■ Your objective
Restate the whole listing exactly.
================
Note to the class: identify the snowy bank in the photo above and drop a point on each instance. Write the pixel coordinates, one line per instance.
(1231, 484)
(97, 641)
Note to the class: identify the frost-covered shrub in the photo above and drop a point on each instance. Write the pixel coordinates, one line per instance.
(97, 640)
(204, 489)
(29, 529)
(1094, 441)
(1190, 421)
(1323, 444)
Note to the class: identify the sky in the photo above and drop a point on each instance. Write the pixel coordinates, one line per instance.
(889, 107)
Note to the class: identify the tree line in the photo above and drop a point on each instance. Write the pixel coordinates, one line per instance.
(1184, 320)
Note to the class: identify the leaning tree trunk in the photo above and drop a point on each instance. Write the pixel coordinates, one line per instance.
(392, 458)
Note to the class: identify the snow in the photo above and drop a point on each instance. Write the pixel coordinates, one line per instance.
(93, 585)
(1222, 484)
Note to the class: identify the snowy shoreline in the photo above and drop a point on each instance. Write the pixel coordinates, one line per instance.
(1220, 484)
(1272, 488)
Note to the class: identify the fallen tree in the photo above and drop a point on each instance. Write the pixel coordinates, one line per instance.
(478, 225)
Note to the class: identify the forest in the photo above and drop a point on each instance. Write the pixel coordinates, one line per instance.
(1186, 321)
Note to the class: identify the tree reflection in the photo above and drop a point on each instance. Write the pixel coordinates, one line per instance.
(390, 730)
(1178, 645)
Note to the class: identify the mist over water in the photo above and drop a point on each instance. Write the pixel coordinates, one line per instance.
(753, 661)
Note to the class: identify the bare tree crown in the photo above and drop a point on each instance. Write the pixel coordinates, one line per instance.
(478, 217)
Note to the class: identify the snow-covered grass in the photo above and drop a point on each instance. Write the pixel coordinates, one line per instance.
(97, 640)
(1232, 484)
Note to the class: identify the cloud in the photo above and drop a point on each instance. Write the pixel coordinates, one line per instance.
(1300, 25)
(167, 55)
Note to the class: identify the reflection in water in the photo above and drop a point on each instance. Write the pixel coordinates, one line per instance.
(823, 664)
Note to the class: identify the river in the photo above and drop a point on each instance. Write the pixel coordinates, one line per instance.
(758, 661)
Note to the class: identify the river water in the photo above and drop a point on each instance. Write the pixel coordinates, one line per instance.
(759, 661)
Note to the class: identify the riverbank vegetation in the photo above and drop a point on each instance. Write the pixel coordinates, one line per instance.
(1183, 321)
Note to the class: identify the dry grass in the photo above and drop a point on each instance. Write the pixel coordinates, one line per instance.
================
■ Task response
Note to the class: identify the snowy bank in the photo above and drop a point on each instance. Write the pixel coordinates, one line per instance.
(1231, 484)
(97, 641)
Note to the class: identify the frost-covered shrub in the photo above and drop a point on each instance. Write the pixel coordinates, one line per instance.
(97, 640)
(204, 489)
(29, 529)
(1094, 441)
(1190, 421)
(1323, 444)
Note to the class: identify the sky in the photo above and drop a point on each instance. Write the pixel coordinates, one line per instance.
(889, 107)
Note to the class: identify the tree line in the photo above and drop a point on each instance. Write the pixel coordinates, one line per instance.
(1184, 320)
Note to the class: identify the leaning tree trunk in the photo above and drop a point on each instance. Write the pixel coordinates, one line per instance.
(392, 458)
Note to the class: identify the snow in the photo above and drop a point on each instance. Write the pixel coordinates, one line per instance.
(93, 585)
(1222, 484)
Note to the class: identify the snowy shoreline in the photo above and drop a point on each instance. Write the pixel coordinates, one line per instance.
(1220, 484)
(1272, 488)
Note to the class: identify the fallen tree in the photo above and drop a point on each instance. Write the pixel coordinates, one line per instance.
(478, 225)
Note to the class: identify the forest in the photo above and drop a point on each instance. Write the pixel coordinates, one line per instance.
(1186, 321)
Note to the class: identify the tree reflection in the photo above and drop a point on each instance. Write the pixel coordinates, one line per instance.
(390, 730)
(1178, 645)
Note to the class: identify the mist over water in the photo above and drop a point on each instance. Write the pixel coordinates, one line per instance.
(753, 661)
Note to the class: identify the bare tree crown in the photo above and drop a point on each instance. Write the pixel coordinates, one line per instance.
(478, 217)
Note to the class: identify the snow-covered grass in the photo above and drop a point on each instance. Write the pixel coordinates, one line per instance.
(97, 640)
(1232, 484)
Note to the class: identify the cloud in the photo above and drop a point on each instance. Write the pixel coordinates, one line per instance.
(1300, 25)
(167, 55)
Note to the class: identify the reflection in water in the photo above and drop a point on each instance. Write the pixel coordinates, one line per instance.
(823, 664)
Note to the class: identify the river in the photo above and drop a point on each instance. Write the pixel coordinates, one line per instance.
(758, 661)
Note to the class: identify the river water in the photo above and drop a point on each instance. Write the pixel coordinates, one line per instance.
(759, 661)
Note to the class: identify the riverbank vegetation in the photo above and drop a point on each instance. Write the pixel coordinates, one line per instance.
(1183, 321)
Note to the class: identify the dry grass in the photo above and drop a point on each instance. Write the pixel coordinates, one line per instance.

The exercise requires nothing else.